_TASK ITEM_
The "Put a dot on the white teeth, one" line through the end of the listing below is what to set down, word for word, and nothing else.

_EXERCISE INPUT_
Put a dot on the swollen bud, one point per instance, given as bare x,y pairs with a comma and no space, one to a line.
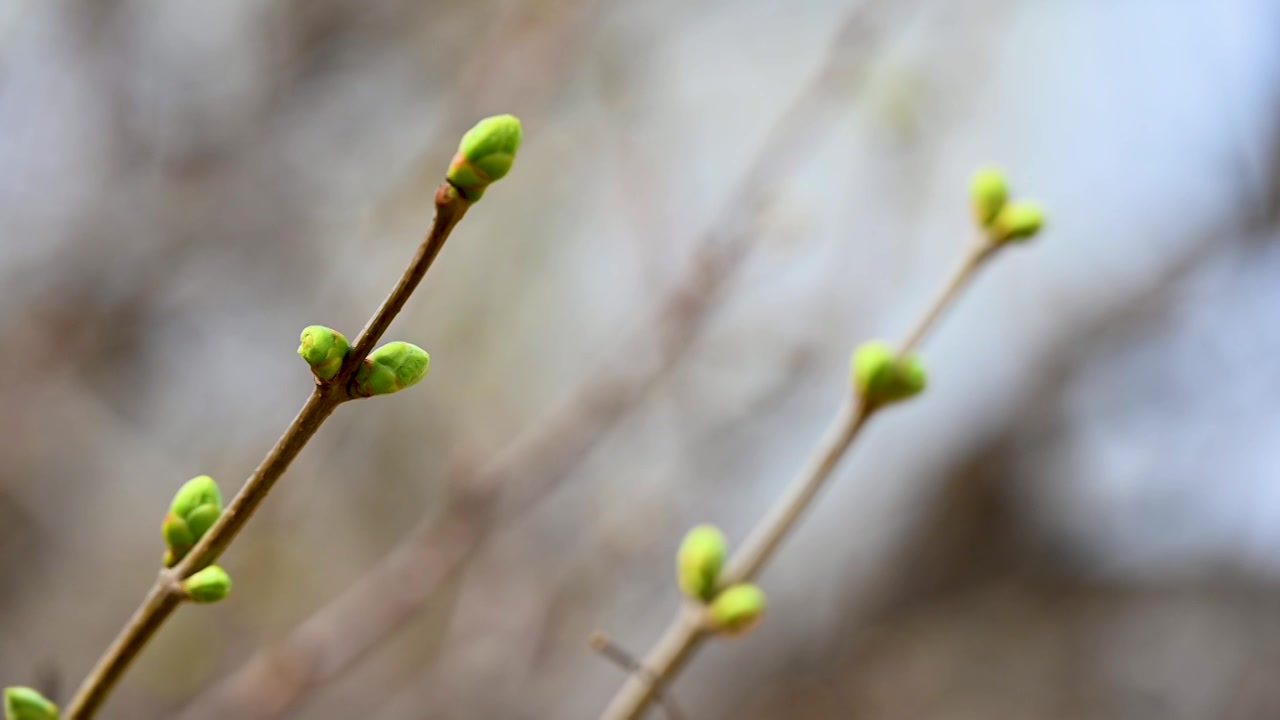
987,195
392,367
177,534
195,507
881,377
324,350
210,584
736,610
26,703
193,493
484,155
699,561
1018,220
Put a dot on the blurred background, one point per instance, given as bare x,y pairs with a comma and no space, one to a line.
644,327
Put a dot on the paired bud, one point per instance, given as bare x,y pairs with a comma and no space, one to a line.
195,507
324,350
736,610
26,703
881,377
1016,220
988,191
484,155
210,584
699,561
392,367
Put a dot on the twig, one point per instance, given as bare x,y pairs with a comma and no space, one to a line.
164,596
615,654
686,632
535,463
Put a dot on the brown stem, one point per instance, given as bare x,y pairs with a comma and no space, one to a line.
685,633
165,595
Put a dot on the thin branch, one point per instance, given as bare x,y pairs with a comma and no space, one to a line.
615,654
164,596
535,463
686,632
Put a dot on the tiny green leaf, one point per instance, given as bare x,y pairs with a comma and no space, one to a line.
193,493
391,368
177,534
324,350
699,561
210,584
26,703
484,155
988,191
881,377
201,519
736,610
1018,220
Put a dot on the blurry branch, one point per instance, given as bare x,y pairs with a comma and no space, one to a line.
535,463
618,656
725,602
342,374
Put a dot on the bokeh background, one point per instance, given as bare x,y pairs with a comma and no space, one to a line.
644,327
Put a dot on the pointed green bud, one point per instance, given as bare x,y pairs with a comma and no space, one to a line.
1018,220
193,493
699,561
392,367
736,610
177,534
26,703
210,584
202,518
987,194
881,377
324,350
484,155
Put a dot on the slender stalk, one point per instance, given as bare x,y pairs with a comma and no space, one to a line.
686,632
165,595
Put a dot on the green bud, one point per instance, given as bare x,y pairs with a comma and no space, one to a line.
484,155
392,367
193,493
881,377
177,534
26,703
987,194
324,350
736,610
1018,220
201,519
210,584
699,561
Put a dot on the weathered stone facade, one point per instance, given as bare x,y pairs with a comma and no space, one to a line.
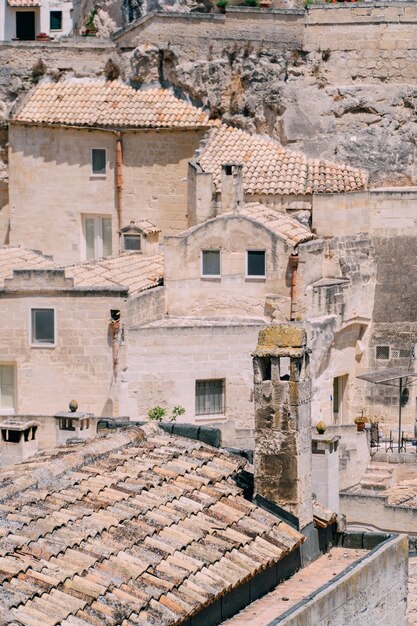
282,398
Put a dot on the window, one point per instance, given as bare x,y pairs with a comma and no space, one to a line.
339,398
131,242
210,261
382,353
55,20
209,397
43,326
256,263
97,236
98,161
66,423
7,393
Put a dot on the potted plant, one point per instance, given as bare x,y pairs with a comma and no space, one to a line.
360,422
321,427
90,28
221,5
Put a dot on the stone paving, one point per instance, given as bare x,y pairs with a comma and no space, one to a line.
303,583
412,592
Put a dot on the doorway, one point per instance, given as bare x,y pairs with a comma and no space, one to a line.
339,399
25,25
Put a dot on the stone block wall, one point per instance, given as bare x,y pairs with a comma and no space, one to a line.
371,593
165,361
79,366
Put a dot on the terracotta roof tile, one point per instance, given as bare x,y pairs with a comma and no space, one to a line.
129,269
270,169
90,103
24,3
107,554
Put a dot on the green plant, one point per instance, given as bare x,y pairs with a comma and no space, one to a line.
361,419
157,413
176,411
90,20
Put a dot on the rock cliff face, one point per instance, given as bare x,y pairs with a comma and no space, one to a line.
296,97
338,82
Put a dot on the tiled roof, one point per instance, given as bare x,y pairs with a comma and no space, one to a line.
18,258
135,528
130,269
270,169
24,3
87,102
403,494
286,227
134,271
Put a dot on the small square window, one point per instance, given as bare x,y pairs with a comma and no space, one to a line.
131,242
382,353
98,161
256,263
55,20
43,326
209,397
211,262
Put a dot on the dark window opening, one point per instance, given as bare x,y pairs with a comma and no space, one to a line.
211,263
284,368
132,242
98,160
25,25
256,262
382,353
13,436
209,397
265,368
55,20
43,326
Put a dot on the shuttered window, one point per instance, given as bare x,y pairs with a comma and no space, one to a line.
209,397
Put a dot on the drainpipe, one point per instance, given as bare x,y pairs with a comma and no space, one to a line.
293,261
119,177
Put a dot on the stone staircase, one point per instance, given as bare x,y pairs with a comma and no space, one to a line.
378,477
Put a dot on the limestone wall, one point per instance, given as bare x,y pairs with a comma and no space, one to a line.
233,293
79,366
166,358
52,186
374,591
373,511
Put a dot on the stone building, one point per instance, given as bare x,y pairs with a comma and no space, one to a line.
99,155
272,175
64,333
24,19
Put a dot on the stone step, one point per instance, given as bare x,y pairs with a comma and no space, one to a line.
364,484
374,465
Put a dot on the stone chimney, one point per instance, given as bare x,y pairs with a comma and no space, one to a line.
231,187
73,424
282,420
18,441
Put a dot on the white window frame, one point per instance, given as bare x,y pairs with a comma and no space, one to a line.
211,416
38,344
136,236
98,235
383,346
56,30
5,410
254,276
216,276
97,174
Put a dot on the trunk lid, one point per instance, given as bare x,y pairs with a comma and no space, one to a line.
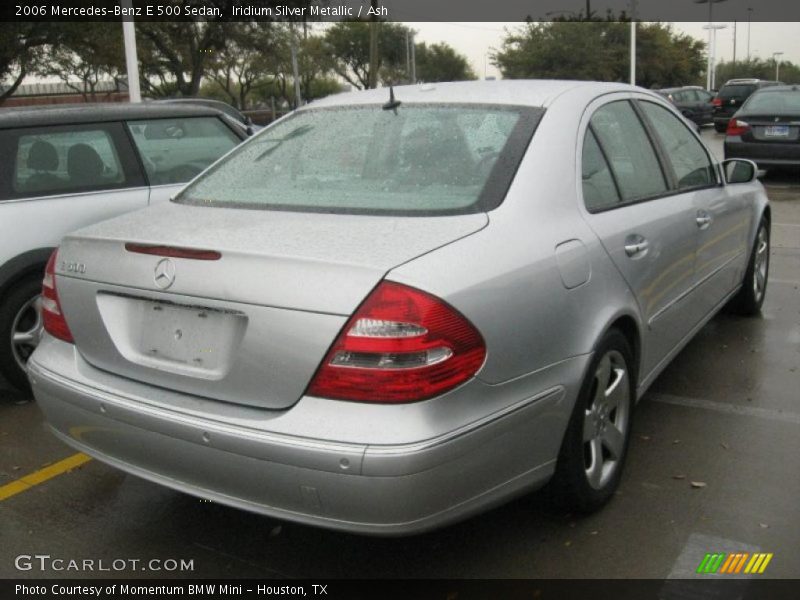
772,128
250,327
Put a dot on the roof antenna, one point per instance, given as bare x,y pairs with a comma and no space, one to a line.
392,104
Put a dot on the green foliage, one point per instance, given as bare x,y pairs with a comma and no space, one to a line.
440,62
22,51
347,43
757,68
176,55
598,50
87,52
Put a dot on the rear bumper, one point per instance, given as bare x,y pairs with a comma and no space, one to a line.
389,489
764,154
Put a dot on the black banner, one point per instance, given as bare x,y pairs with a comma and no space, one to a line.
713,587
399,10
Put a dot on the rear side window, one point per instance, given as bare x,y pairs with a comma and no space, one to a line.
65,161
625,144
175,150
688,158
413,160
599,189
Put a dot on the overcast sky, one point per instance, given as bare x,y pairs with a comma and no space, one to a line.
476,40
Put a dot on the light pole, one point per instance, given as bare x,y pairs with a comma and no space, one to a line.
749,15
712,33
711,4
775,56
131,60
552,13
633,42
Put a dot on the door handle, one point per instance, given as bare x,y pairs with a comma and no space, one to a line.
703,219
636,246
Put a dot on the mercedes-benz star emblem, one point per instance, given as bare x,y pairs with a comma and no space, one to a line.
165,273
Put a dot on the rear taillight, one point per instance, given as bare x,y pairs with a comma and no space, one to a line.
737,127
54,322
401,345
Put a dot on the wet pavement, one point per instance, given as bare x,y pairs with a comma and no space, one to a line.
724,414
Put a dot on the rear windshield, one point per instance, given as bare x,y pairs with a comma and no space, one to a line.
775,103
413,160
740,92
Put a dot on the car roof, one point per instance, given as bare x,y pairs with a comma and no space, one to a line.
779,88
518,92
68,114
681,87
748,81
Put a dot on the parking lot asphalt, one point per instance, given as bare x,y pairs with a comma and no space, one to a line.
713,467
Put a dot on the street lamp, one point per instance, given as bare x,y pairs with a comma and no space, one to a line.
775,56
711,4
712,54
552,13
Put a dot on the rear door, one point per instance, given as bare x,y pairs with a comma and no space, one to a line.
648,230
721,217
59,178
174,150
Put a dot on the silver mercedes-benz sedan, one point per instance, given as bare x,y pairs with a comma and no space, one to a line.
394,309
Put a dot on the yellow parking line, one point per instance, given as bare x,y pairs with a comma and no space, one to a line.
25,483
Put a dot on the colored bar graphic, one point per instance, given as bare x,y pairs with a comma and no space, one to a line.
734,563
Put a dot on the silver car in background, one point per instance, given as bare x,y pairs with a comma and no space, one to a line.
392,310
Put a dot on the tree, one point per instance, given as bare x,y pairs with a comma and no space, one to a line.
174,56
758,68
598,50
89,53
440,62
22,51
347,43
245,61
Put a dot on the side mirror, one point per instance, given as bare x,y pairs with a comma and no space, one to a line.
739,170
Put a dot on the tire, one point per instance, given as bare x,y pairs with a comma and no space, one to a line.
750,298
19,314
591,459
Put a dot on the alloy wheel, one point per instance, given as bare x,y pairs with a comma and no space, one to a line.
606,420
26,330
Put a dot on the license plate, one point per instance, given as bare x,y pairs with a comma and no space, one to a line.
776,131
185,335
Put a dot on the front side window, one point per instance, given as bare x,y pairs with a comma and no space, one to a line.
415,159
738,92
633,160
775,103
175,150
65,161
689,160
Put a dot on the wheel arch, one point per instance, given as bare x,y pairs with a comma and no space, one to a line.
22,266
628,326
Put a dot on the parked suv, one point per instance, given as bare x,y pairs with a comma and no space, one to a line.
694,102
732,95
65,167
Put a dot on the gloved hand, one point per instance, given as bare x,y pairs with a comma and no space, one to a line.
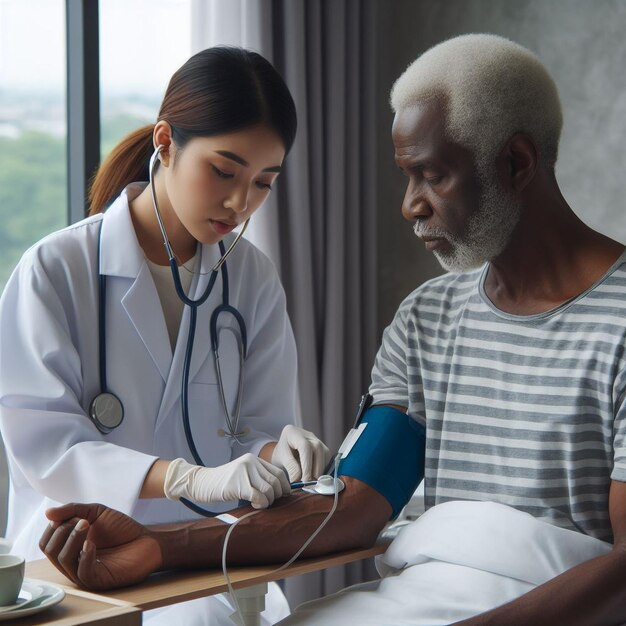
300,453
246,478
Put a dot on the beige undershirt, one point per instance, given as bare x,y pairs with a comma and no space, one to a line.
171,304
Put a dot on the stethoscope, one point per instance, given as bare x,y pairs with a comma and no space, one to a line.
106,409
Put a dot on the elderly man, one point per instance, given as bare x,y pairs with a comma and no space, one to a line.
513,362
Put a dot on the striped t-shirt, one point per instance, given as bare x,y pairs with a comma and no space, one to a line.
528,410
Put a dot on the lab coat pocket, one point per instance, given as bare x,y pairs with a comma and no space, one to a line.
207,415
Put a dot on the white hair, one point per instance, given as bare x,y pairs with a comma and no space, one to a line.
492,88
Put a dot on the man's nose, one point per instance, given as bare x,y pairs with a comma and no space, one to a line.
415,205
238,200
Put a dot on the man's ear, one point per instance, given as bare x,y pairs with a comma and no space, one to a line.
517,162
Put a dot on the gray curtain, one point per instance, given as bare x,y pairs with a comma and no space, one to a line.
327,221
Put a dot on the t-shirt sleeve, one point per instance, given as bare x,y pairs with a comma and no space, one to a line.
389,375
619,428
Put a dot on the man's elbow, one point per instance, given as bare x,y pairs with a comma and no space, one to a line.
363,513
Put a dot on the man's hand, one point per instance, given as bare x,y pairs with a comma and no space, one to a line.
300,453
99,548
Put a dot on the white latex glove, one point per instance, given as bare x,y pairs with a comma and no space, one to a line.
300,453
246,478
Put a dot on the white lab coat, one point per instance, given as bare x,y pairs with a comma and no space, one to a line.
49,372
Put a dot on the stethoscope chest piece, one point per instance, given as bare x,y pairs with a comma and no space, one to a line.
107,412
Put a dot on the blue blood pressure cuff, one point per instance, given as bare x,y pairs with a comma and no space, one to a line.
388,455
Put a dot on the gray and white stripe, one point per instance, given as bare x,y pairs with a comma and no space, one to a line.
524,410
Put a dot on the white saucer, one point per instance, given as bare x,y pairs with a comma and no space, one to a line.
36,596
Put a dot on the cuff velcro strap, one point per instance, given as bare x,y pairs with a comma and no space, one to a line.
388,456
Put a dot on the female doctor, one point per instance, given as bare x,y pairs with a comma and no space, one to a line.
94,308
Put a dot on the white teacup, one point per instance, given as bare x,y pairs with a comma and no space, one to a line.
11,578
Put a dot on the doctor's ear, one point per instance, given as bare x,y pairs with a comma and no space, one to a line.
162,139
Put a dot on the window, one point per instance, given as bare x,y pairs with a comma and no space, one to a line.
141,46
33,175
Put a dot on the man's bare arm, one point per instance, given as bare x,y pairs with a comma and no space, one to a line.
108,549
593,592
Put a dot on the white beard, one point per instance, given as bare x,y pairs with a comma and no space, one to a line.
488,232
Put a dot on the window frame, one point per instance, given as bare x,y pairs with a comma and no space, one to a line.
83,102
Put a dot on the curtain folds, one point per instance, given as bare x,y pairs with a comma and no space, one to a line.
322,231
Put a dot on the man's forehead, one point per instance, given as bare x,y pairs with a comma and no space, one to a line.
419,123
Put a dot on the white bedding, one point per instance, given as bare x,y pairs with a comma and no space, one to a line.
457,560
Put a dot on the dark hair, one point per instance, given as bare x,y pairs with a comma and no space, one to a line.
218,90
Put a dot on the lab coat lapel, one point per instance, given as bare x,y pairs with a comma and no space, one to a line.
121,256
144,309
202,342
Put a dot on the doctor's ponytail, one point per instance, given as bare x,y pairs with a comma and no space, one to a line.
127,162
217,91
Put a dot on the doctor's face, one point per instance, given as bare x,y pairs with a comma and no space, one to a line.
218,182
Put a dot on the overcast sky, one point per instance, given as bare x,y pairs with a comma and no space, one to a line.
142,42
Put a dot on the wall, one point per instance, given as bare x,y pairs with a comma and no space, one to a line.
583,46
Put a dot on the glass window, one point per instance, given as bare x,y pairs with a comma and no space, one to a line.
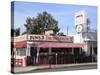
21,51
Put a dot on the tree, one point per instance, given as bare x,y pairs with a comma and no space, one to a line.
40,23
15,32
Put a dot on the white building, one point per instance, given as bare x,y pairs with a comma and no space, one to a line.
90,41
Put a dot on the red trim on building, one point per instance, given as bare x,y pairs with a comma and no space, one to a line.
20,44
59,45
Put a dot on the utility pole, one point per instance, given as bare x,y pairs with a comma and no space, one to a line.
67,29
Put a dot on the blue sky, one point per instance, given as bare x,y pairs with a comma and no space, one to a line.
63,13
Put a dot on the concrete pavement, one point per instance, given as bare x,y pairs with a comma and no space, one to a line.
30,68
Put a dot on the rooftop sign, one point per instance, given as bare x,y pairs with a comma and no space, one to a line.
43,38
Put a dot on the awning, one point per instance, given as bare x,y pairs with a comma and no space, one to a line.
60,45
20,44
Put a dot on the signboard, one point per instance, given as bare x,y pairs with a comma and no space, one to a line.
60,38
19,38
79,28
36,37
43,38
80,18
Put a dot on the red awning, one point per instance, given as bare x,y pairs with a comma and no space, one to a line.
59,45
20,44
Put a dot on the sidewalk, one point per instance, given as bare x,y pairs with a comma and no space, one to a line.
29,68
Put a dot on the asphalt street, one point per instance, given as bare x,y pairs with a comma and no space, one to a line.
62,69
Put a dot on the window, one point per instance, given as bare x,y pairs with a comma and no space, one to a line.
21,51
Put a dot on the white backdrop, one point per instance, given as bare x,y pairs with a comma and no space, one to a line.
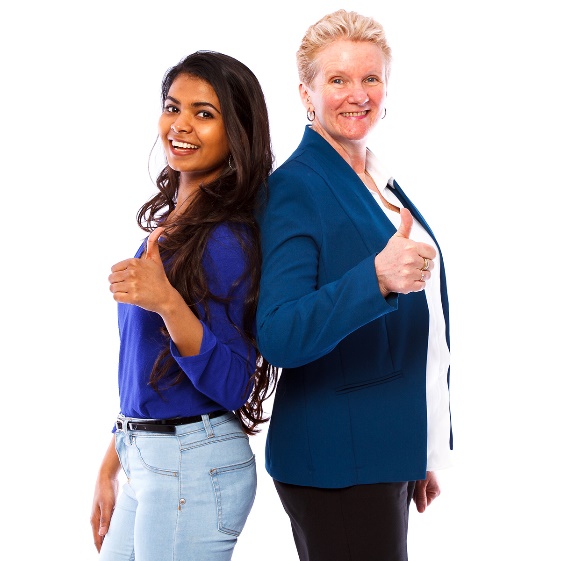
472,134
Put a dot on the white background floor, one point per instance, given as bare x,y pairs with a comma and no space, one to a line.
472,135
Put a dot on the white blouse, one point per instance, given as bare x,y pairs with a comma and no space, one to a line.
438,356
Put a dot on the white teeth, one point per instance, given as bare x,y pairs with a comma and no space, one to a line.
177,144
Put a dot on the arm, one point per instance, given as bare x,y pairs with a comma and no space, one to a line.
105,493
426,491
210,351
298,320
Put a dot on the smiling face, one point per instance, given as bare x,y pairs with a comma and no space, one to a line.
192,130
349,91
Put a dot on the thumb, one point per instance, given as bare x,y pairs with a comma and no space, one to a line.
406,223
152,248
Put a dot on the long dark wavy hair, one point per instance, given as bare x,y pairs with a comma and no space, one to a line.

_EXPECTED ANSWER_
Put a dot on the white teeth, one point per instance, given as bare x,y pairs with a comma and no space, one to a line.
177,144
Put a dot on the arm, one point per instance, given as bare x,y pairs with a comma and no space, one to a line.
105,493
426,491
210,351
298,320
Put a dot on the smiling face, one point per instance, given as bare x,y pairs with a comma and no space, one to a line.
192,130
349,91
Put a dot on the thumb, one point per instance, given as bare x,y pairs with a comma and no space, one to a line.
406,223
152,248
Put a dot on the long dark wavy hair, one point per instance, given as bare x,y pairs with a comma and no space, one to a line.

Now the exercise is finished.